> EXTRAHIERTER TEXT:
§
Die Verletzungen, die die Klägerin infolge des Unfalls erlitten hat (Kopfprellung, Rückenprellung, Abschürfungen, Gehirnerschütterung), waren minderschwer. Einer Operation mußte sich die Klägerin nicht unterziehen. Sie wurde nur kurze Zeit stationär behandelt. Insgesamt war sie rund einen Monat erwerbsunfähig. Als Dauerschaden ist zumindest ein völliger Verlust des Geruchssinns zu verzeichnen, der zu einer Minderung der Erwerbsfähigkeit um mind. 10 % führt.

21

c)

Der vorliegende Fall ist - unter Berücksichtigung der vorstehenden Gesichtspunkte - mit den Sachverhalten vergleichbar, die den Entscheidungen des OLG Frankfurt am Main vom 25.02.1936 - 8 U 87/85 - und des OLG Schleswig vom 04.02.1993 - 7 U 241/91 - zugrundelagen.

22

Das OLG Frankfurt hielt ein Schmerzensgeld von insgesamt 20.000,00 DM für einen 20jährigen Kläger, der durch einen schweren Motorradunfall dauerhaft den Geruchssinn verloren hatte, mehrfach stationär behandelt und im Nasenbereich dreimal operiert worden war, für angemessen. Abweichend zum vorliegenden Fall mußte der Geschädigte allerdings seine Berufsausbildung als Koch abbrechen und war auch in seinem äußeren durch den Unfall beeinträchtigt (OLG Frankfurt am Main, VersR 1987, 1140 [OLG Frankfurt am Main 25.02.1986 - 8 U 87/85]).

23

Das OLG Schleswig hielt ein Schmerzensgeld von insgesamt 25.000,00 DM bei Totalverlust des Geruchs- und Geschmackssinns für angemessen. Der dem Urteil zugrundeliegende Sachverhalt ist mit dem vorliegenden auch bezüglich der Verletzungsfolgen, der Behandlungsdauer und der persönlichen Einschränkungen des Geschädigten vergleichbar <VersR 1994, 615>

24

d)

Berufliche Nachteile hat die Klägerin nicht dargetan. Es sind auch keine Anhaltspunkte dafür erkennbar, daß die Klägerin in ihrem beruflichen Werdegang als Sekretärin durch den Verlust zumindest des Geruchssinns beeinträchtigt werden wird.

25

e)
§
> DATENAUSZUG:
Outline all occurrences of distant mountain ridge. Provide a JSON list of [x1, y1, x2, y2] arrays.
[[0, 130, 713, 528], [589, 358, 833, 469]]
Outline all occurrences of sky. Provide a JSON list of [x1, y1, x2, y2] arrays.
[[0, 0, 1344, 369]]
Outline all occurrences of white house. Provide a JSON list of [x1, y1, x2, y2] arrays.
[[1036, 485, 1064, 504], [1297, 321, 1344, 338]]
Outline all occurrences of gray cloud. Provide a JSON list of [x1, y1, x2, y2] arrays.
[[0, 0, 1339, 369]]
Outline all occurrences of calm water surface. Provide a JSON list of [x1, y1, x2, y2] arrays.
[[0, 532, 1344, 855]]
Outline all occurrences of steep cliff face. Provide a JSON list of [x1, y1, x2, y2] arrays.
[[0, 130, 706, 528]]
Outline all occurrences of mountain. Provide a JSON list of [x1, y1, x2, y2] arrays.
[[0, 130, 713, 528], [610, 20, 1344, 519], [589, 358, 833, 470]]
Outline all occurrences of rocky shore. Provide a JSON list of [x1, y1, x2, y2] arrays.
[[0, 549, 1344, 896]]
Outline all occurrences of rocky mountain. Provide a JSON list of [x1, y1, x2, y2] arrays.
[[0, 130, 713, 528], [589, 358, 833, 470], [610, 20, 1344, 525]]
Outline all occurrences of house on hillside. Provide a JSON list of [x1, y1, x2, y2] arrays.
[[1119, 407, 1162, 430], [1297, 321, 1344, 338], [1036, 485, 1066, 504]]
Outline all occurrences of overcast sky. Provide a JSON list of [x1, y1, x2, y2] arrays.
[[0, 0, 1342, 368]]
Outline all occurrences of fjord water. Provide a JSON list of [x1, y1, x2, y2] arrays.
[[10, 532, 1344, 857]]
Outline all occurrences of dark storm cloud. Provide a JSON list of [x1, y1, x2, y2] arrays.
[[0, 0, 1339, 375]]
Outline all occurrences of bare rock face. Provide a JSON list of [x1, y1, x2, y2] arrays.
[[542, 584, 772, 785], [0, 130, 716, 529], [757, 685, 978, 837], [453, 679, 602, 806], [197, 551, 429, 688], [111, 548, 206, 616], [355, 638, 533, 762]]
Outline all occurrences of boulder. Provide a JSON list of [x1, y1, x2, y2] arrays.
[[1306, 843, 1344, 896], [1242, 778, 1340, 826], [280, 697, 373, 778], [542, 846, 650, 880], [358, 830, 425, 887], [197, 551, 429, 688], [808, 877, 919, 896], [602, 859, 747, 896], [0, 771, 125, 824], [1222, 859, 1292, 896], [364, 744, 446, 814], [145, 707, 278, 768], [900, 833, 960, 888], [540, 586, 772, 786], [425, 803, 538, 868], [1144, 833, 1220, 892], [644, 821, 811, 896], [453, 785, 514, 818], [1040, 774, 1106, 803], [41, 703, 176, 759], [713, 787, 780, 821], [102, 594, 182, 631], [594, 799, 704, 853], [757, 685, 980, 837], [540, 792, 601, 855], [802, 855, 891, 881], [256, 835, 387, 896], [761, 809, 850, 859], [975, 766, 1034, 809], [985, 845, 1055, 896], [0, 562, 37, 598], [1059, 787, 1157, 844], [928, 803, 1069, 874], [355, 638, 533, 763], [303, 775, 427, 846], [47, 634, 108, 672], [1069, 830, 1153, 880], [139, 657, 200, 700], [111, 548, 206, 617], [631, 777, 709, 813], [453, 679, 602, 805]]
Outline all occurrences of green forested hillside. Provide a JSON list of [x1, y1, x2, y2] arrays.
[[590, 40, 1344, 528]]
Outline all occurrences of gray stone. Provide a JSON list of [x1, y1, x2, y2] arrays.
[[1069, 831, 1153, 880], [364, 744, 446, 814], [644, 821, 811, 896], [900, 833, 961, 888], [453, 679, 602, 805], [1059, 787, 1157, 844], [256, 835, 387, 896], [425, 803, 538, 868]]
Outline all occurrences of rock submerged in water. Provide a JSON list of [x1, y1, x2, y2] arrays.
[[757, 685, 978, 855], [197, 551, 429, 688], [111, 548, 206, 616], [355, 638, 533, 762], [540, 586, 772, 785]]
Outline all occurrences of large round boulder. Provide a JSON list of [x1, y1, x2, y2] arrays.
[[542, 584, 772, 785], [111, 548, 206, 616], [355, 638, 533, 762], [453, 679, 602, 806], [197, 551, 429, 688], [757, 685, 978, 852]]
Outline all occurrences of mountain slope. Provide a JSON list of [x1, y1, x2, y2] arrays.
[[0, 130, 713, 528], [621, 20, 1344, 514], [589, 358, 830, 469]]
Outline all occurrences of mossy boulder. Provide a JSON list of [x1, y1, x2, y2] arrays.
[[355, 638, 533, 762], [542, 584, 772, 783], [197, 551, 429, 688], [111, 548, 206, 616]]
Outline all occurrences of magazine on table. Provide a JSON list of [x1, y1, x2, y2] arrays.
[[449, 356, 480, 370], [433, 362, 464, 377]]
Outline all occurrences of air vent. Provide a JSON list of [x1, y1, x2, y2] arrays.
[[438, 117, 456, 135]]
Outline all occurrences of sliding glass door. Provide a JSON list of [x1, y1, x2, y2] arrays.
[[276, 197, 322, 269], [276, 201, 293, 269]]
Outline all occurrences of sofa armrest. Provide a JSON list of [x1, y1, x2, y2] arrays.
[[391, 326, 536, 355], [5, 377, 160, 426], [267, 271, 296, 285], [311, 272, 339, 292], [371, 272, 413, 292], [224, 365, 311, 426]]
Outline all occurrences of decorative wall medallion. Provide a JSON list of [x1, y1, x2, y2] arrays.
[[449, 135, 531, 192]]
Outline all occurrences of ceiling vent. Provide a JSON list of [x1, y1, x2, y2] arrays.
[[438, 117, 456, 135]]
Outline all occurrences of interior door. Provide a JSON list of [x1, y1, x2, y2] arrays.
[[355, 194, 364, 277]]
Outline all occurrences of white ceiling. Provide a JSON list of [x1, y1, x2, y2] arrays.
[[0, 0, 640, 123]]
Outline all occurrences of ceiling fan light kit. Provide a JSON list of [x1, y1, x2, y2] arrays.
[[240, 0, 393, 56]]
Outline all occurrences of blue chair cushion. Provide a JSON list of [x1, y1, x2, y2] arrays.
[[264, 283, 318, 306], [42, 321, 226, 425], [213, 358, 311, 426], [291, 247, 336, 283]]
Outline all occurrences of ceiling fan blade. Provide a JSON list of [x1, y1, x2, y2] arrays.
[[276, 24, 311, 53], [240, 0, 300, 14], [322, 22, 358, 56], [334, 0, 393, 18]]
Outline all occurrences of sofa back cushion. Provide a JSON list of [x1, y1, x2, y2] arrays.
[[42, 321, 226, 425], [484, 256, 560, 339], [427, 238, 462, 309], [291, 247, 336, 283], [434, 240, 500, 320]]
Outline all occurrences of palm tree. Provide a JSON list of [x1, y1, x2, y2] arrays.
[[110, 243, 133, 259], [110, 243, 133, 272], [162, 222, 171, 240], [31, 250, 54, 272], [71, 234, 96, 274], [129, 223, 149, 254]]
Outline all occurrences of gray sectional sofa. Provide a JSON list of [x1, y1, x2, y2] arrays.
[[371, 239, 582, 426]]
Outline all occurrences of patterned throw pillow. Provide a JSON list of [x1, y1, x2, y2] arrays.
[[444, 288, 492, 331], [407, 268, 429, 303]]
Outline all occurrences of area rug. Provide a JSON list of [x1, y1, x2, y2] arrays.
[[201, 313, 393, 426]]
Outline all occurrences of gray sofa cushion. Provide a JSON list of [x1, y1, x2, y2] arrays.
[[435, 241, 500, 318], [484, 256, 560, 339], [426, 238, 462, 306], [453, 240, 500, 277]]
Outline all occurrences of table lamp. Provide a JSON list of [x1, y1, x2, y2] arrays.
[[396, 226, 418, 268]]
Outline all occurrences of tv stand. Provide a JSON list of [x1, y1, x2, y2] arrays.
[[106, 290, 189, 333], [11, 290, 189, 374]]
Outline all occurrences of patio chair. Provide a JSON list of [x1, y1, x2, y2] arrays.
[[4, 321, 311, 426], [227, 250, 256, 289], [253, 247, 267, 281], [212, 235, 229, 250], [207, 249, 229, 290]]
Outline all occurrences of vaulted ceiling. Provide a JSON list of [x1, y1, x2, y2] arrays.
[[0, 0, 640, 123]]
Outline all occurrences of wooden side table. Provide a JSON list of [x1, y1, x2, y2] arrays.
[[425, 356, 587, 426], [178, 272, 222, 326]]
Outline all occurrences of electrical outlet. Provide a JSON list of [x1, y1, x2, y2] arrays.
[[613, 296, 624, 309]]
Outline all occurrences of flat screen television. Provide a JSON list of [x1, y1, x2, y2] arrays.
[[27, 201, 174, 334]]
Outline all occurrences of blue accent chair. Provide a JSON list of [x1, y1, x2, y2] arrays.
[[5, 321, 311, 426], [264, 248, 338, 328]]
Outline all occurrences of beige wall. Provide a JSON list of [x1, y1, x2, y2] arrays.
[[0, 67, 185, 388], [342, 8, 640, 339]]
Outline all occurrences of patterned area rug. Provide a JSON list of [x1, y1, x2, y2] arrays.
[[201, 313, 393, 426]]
§
> AUFGABE:
Beantworten Sie anhand des Urteilsauszugs zum Verlust des Geruchssinns folgende Fragen:
(a) Wie lange war die Klägerin insgesamt erwerbsunfähig?
(b) Welches Schmerzensgeld hielt das OLG Schleswig für angemessen?
(c) In welchem Beruf ist die Klägerin tätig?

> LÖSUNG:
(a) Rund einen Monat.
(b) Insgesamt 25.000,00 DM.
(c) Als Sekretärin.